» **Problem statement**:
Please repeat the material below, swapping "mountain range" for "ridge line" and leaving everything else unchanged. Leave out the pictures.
——
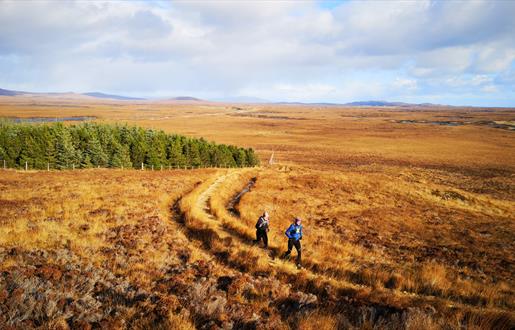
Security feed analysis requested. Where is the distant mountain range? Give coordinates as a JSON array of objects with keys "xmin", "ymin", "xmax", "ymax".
[
  {"xmin": 82, "ymin": 92, "xmax": 144, "ymax": 101},
  {"xmin": 0, "ymin": 88, "xmax": 441, "ymax": 107},
  {"xmin": 0, "ymin": 88, "xmax": 205, "ymax": 102}
]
——
» **Solution to this task**:
Security feed analysis requested. Where is the distant ridge line? Give coordinates as a JSON array of objects with keys "xmin", "ymin", "xmax", "ymax".
[
  {"xmin": 82, "ymin": 92, "xmax": 144, "ymax": 101},
  {"xmin": 0, "ymin": 88, "xmax": 441, "ymax": 107},
  {"xmin": 0, "ymin": 88, "xmax": 205, "ymax": 102}
]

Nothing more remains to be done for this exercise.